Door Controller Install Checks

• Confirm that all terminated wiring at controller is secured and terminated without short for each device.
• If kept in a metal enclosure, ensure panel tamper contacts and panel locks are used.  Gather panel keys for central, secure management.
• If controllers are located at the door, confirm they are installed on the secure/locked side of the opening and located behind a tamper-resistant or semi-obscured location, such as above tiles at the door.
• For wireless locks, confirm that all hubs or repeaters are clearly labeled as companions to the separate system readers or controllers.

Free Egress and Fire Alarm Loop Check

• Confirm that upon fire alarm activation, all door maglocks release and are not powered.
• Confirm that upon fire alarm activation, all emergency exit doors and openings can be freely opened and are not locked for any reason.
• Confirm that during normal operating conditions, all 'Request To Exit' devices are located in code compliant arrangements and function properly.
• Check that any delayed egress openings have specifically been approved by the AHJ, and delays do not exceed 15 seconds, unless specifically excepted by AHJ.
• Confirm that all Pushbutton style RTE switches are properly labeled and displayed per local code requirements, and directly interrupt power to locks and not controller, unless specifically excepted by AHJ.

Credential Reader Checks

• Confirm that reader device is securely anchored without gaps to the wall, frame, post, or bollard.  Seal or install trim guards where needed.
• Confirm 'normal operation' status lights are displayed per intended behavior. (On/Off/Red/Green/Blue, etc.)
• Confirm audible beep or siren registers when credential is read.
• Check that reader tamper device is connected and configured.
• If contactless type reader, present test card to confirm read range meets spec.  
• If biometric type reader, confirm unit positioning will not be interfered with by environmental features (ie: sun movement, HVAC downdrafts, etc)
• Confirm that accessibility clearances are satisfied and any additional access control devices comply with codes.

Credential Enrolment

• Confirm that the only credentials to be immediately carried/used by cardholders are activated, and no batched activation of unissued/ stored credentials is done.
• Check that each user issued a credential is accurately classified and identified in the access control software.  Include Picture ID images if possible.
• If credentials are being renewed or exchanged, confirm physical possession, disposal, and deactivation of old credential in system.

### Goal 1:
In the checklist, what is the longest delay allowed at a delayed egress opening unless the AHJ grants an exception?

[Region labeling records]
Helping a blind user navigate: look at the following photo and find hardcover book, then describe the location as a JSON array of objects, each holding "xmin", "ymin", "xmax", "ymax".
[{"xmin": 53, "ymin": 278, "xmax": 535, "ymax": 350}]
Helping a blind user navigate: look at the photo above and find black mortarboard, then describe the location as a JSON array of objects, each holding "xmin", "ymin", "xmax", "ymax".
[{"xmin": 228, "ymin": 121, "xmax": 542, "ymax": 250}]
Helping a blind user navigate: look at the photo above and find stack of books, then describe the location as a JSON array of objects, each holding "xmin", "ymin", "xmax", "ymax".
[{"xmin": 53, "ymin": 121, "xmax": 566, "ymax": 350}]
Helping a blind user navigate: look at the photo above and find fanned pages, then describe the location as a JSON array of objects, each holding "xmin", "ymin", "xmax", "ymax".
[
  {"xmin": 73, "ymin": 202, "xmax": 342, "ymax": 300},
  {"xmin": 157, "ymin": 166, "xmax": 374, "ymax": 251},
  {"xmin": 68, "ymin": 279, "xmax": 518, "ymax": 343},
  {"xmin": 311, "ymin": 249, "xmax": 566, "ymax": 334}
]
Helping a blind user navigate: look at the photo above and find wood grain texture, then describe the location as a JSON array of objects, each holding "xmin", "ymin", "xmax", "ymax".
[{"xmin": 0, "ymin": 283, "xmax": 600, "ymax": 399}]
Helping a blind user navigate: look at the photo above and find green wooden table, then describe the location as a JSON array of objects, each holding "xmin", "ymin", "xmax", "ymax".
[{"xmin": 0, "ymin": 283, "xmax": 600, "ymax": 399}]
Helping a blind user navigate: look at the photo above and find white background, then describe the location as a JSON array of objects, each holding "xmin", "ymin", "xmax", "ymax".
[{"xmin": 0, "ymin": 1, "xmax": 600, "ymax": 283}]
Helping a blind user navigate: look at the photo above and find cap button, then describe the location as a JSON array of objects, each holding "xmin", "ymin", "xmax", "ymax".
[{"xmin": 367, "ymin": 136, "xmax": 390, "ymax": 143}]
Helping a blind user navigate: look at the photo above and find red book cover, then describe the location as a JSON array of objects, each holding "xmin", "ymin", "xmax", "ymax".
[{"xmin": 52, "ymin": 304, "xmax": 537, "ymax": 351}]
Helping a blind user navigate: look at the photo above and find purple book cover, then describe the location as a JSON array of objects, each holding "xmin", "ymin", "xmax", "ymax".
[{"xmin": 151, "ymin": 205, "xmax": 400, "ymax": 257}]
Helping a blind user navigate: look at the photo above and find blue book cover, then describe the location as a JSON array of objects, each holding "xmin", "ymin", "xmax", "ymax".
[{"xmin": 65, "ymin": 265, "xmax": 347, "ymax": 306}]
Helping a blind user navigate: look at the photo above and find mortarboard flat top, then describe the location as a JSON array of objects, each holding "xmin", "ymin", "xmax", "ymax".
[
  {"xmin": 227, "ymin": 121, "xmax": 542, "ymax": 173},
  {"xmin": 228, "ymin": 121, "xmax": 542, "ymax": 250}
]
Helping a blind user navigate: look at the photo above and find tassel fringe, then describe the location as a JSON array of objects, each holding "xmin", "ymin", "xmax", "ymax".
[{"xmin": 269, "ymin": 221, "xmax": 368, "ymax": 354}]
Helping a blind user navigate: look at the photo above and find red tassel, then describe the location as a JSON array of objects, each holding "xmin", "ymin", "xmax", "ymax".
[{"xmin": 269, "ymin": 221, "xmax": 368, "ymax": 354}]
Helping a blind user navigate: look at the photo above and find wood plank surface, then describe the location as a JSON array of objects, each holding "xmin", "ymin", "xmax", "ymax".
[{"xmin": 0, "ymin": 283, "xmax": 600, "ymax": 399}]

### Goal 2:
Lay out as a numbered list everything in the records from the line containing "red tassel, then" down to the end of the records, including both ends and leaving out blank lines.

### Task response 1:
15 seconds.

### Task response 2:
1. Helping a blind user navigate: look at the photo above and find red tassel, then describe the location as a JSON array of objects, each holding "xmin", "ymin", "xmax", "ymax".
2. [{"xmin": 269, "ymin": 221, "xmax": 368, "ymax": 354}]
3. Helping a blind user navigate: look at the photo above and find wood plank surface, then describe the location as a JSON array of objects, each holding "xmin", "ymin", "xmax", "ymax".
4. [{"xmin": 0, "ymin": 283, "xmax": 600, "ymax": 399}]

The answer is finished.